[What needs to be done]:
Please put everything from the line containing "Thank you for the photo. Could you please identify the chipped" down to the end of the material into a Markdown table with the columns No. and Line. Give each line a row number, and leave out any blank lines.

[Pointing dataset excerpts]
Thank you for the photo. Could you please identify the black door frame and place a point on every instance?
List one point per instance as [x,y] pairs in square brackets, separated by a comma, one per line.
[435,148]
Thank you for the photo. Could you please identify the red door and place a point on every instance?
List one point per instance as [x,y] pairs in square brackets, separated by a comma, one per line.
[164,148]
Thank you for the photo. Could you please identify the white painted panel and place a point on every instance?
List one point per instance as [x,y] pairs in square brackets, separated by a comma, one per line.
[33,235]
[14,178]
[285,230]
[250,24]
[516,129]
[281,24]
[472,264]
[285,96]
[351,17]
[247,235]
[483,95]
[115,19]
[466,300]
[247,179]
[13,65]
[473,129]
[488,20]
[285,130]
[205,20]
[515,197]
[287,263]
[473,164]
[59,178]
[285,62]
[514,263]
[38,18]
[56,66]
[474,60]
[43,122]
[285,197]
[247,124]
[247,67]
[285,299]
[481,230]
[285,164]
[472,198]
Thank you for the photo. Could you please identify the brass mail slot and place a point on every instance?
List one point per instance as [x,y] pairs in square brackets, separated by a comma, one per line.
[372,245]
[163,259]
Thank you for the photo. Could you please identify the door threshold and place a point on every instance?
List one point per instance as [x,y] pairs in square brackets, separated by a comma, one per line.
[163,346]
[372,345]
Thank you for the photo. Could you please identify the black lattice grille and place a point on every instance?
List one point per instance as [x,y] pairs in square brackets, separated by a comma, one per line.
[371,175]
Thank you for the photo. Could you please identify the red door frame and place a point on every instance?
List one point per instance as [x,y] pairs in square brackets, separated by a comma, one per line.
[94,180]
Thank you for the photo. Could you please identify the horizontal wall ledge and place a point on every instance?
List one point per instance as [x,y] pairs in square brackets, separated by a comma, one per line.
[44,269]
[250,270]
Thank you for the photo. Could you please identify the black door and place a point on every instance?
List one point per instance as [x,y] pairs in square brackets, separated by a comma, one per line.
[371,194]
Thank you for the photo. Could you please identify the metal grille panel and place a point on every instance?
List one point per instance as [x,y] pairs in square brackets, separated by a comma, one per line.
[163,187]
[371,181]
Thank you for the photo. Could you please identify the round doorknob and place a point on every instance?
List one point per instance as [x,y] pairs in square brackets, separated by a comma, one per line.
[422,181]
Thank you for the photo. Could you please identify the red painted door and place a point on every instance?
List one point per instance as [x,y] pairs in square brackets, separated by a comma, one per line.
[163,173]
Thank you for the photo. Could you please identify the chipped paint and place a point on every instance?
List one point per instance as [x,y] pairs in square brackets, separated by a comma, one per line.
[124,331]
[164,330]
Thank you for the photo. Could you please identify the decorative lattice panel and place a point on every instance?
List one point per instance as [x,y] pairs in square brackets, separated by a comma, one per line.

[Output below]:
| No. | Line |
|---|---|
| 1 | Thank you for the photo. Could you please identify the chipped paint and place a point on every instance? |
| 2 | List one point per instance as [x,y] pairs in square brackets, separated by a comma, one per line. |
| 3 | [124,331] |
| 4 | [164,330] |
| 5 | Thank you for the photo. Could you please identify the decorative lattice panel and place a point on every instance? |
| 6 | List one point per instance as [x,y] pairs in square brackets, separated by a comma, one per line. |